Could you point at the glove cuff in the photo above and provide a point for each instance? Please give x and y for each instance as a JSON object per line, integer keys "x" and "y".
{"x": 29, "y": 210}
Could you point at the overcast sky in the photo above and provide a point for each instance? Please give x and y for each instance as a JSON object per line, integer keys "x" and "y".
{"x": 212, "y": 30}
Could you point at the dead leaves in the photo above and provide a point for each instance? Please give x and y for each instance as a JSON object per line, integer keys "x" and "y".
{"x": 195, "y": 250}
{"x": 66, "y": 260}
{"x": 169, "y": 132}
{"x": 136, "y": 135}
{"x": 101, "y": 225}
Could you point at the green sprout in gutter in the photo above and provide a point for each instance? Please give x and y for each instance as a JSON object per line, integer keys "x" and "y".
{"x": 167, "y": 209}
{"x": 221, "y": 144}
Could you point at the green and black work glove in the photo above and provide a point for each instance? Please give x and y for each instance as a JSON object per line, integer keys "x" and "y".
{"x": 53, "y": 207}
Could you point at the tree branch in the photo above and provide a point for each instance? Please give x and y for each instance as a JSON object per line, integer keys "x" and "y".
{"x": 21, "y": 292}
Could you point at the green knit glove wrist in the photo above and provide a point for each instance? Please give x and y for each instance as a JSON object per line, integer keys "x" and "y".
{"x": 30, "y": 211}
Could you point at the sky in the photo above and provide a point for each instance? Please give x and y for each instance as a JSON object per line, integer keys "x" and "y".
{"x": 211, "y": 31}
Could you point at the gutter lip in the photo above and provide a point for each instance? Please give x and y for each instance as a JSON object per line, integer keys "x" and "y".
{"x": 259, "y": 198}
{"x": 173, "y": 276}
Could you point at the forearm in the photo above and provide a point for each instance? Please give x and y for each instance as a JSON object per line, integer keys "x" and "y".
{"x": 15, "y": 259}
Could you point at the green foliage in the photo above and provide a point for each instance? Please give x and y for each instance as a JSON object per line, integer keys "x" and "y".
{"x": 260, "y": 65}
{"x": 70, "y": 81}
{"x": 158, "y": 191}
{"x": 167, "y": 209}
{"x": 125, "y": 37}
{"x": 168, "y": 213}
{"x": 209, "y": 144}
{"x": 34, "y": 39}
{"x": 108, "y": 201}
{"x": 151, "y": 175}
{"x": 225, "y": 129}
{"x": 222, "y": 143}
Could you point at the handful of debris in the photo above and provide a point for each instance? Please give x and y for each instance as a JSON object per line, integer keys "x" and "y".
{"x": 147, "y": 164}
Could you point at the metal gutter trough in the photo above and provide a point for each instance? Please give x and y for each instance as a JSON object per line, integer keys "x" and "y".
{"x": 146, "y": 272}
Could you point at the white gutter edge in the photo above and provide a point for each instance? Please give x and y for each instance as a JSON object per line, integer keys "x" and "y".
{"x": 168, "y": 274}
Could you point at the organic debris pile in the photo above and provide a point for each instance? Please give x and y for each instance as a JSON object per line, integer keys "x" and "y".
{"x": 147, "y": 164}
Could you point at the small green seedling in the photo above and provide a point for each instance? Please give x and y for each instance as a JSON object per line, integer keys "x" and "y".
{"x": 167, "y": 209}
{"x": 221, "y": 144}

==

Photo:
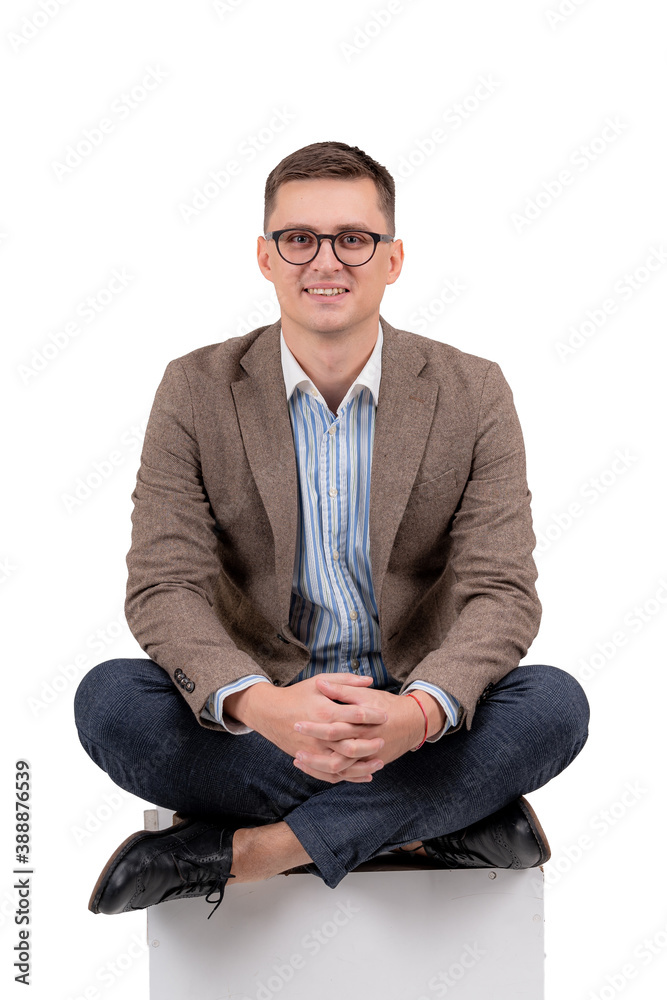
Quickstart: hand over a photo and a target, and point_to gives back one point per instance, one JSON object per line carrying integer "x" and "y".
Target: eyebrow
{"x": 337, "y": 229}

▸ WHAT TO DO
Gather every line of the material above that contains the string "trough", treating uppercase and lowercase letters as distinct.

▸ THE RESPONSE
Could you point at the metal gutter trough in the photo above and provide a point for each instance? Please give x and y for each instance as a JSON object per line, integer keys "x" and "y".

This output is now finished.